[Records from a dataset]

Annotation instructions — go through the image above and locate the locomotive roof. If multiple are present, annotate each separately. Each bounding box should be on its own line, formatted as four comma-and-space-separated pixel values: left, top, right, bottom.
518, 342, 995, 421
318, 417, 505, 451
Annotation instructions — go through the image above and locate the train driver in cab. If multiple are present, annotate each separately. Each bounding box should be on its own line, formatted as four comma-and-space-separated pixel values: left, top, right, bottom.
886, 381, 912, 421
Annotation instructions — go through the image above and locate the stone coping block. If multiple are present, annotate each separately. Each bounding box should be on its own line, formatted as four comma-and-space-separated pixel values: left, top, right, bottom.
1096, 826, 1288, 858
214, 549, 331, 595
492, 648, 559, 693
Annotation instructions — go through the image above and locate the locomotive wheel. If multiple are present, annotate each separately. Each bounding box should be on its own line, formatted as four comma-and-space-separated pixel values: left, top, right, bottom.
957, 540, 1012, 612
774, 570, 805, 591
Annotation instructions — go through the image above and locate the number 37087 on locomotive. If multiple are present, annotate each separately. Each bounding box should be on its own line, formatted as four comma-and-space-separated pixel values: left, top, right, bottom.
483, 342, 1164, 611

REQUIRED TASK
Put each line of the records above into a JSON list of strings, one string per line, and skip any blank lines.

RESPONSE TO THIS EXERCISE
[
  "Annotation instructions — go through the image above and locate the locomotive roof. If multiple are present, annotate each separately. Each bounding box should be on its own line, formatted as four comma-and-space-separated pixel values: left, top, right, bottom.",
  "518, 342, 995, 421",
  "318, 417, 505, 451",
  "Annotation instructions — go through the image above and locate the train driver in cab. If multiple are present, annotate each separately. Each bounding box should be on its own line, formatted as four comma-and-space-separated pixel values: left, top, right, bottom.",
  "886, 381, 912, 421",
  "Annotation instructions — go through the image above and locate the stone coping block. If multiple are present, annotate each separately. Each bounding box should be on its own line, formatted as four comma-and-space-separated pixel values: left, top, right, bottom.",
  "1096, 826, 1288, 858",
  "214, 549, 331, 595",
  "492, 648, 559, 693",
  "Annotation instructions — go through the image above and locate the locomotive wheel. If multiple are present, annotate each separately. Each bounding box should be on its own line, formatted as four comma-and-space-separated pixel values: left, top, right, bottom.",
  "957, 540, 1012, 612",
  "774, 570, 805, 591",
  "Annotation instructions — go through the image above and locate the number 37087 on locomotive. If multiple are present, annotate each separately. Each bounding box should be on its own line, formatted as four comma-and-space-separated pixel values: left, top, right, bottom.",
  "483, 342, 1164, 611"
]